GOAL: Pull out every line of the items below that contains the word "jacket", and copy each one in full.

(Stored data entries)
┄┄┄┄┄┄

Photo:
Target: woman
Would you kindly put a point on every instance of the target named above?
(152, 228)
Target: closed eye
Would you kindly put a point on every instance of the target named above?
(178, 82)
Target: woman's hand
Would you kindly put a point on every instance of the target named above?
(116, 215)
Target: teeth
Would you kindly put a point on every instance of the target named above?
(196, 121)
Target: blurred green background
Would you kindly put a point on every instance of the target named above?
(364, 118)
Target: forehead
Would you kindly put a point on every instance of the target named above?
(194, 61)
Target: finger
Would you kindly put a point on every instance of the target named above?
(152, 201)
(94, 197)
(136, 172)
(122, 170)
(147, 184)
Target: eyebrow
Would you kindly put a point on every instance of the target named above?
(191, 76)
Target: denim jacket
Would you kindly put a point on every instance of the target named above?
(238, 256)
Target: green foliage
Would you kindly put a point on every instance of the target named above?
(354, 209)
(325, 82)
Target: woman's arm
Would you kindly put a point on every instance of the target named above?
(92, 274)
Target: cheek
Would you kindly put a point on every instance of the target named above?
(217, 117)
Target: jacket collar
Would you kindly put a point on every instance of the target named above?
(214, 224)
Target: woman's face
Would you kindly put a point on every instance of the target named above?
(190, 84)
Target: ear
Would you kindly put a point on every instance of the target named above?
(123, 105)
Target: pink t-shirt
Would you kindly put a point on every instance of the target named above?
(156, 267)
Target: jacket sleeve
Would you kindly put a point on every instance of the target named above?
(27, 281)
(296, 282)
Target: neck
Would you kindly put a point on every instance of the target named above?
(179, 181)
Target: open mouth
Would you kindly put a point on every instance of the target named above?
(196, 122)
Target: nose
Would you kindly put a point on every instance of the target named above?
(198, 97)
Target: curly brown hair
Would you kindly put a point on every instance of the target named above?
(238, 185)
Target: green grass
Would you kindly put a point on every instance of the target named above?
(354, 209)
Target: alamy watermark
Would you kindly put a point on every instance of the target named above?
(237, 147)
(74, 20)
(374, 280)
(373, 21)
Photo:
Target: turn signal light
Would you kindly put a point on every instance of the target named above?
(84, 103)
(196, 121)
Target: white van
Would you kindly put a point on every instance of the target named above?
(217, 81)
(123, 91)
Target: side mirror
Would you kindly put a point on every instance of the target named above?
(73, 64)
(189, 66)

┄┄┄┄┄┄

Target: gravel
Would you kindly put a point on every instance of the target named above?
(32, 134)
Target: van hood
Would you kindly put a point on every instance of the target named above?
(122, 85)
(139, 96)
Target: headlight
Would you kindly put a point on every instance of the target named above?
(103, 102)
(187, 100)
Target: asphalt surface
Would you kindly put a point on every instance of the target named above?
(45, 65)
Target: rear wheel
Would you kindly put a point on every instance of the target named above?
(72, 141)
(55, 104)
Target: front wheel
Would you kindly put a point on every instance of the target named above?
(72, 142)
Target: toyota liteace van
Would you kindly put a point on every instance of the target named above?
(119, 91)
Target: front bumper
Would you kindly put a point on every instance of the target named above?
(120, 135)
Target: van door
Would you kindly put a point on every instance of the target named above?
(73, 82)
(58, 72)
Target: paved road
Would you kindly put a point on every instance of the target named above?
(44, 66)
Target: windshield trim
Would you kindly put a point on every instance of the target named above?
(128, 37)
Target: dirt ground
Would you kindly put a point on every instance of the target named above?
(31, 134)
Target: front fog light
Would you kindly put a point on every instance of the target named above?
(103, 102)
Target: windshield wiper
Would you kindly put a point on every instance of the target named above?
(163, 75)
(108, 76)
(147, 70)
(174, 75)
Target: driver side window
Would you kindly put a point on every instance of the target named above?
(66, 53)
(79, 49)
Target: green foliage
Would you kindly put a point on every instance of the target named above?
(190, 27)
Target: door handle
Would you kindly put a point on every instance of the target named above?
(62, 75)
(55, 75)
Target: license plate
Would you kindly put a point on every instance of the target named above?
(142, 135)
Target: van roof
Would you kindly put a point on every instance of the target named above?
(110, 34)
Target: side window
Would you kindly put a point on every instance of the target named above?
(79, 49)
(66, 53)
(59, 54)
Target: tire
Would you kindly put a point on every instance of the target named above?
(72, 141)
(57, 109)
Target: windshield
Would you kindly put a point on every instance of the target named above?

┄┄┄┄┄┄

OUTPUT BELOW:
Target: denim jacket
Target: jacket collar
Target: jacket sleeve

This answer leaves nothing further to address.